------ Document text ------
Emergency equity raising possible as car repairer AMA races to refinance
AMA is once again in focus as the clock ticks on its negotiations with Suncorp ahead of its critical refinancing.
It could be one of the biggest refinancing jobs at the big end of town if it stumbles, potentially sparking an emergency equity raising.
But so far it remains on track.
The stakes are high for AMA, a car repair network. Its share price was at 12.5c, taking its market value to $134.5m, and any raise would be highly dilutive.
While an equity raising could not fund all of the refinancing, lenders might insist on one.
Hedge funds are betting on some action ahead and are on the scene. European fund Azvalor Asset Management amassed an 8.92 per cent stake in April. New York-based Mittleman Investment Management held 7.69 per cent in April, but later sold shares.
The company’s share price fell dramatically in April after it lowered its EBITDA guidance to between $60m and $68m for the 2023 financial year, compared to $70m to $90m earlier.
Strong demand was offset by industry-wide labour shortages and margin compression.
Industry contracts have not accommodated pricing pressures.
AMA has plans to recruit staff internationally.
It satisfied debt covenant testing requirements for December 31, 2022 and had been expected to satisfy them for March 31.
It ended the third quarter with $20.5m of cash and unused finance facilities of $1.1m. It generated $300,000 of net cash from operating activities.
------
[Your instructions]
List every company or fund named in the AMA article above. Rely only on the AMA article.
------ The data ------
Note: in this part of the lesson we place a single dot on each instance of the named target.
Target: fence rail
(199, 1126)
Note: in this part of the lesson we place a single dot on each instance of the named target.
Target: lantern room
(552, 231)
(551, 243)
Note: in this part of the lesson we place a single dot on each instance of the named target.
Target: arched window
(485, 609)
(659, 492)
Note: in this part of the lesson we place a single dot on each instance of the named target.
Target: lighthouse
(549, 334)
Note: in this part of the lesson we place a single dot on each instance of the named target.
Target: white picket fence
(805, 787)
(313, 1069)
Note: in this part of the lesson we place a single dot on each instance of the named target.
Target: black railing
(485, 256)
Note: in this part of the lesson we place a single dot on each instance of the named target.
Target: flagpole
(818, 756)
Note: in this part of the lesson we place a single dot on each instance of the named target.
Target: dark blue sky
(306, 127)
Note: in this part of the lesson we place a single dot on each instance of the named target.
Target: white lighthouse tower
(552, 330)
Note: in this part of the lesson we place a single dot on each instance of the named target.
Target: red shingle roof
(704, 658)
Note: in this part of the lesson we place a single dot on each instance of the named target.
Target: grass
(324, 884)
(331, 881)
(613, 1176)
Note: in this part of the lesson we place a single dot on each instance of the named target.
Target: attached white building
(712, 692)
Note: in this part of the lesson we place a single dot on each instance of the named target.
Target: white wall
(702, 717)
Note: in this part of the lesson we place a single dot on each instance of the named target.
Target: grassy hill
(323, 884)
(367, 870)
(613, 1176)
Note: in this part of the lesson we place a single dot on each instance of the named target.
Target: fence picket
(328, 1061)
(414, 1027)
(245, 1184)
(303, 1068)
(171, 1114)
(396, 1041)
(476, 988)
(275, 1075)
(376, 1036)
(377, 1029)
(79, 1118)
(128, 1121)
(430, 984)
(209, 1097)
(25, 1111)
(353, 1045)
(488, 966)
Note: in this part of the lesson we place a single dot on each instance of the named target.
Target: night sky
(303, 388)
------
------ The data ------
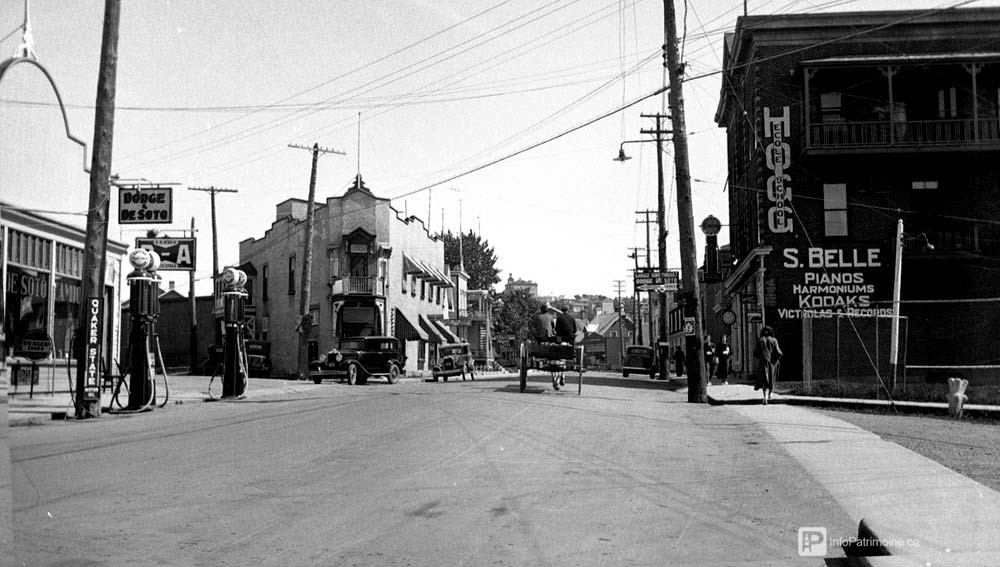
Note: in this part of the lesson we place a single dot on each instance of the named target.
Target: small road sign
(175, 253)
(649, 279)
------
[Answer box]
AMA, Suncorp, Azvalor Asset Management, Mittleman Investment Management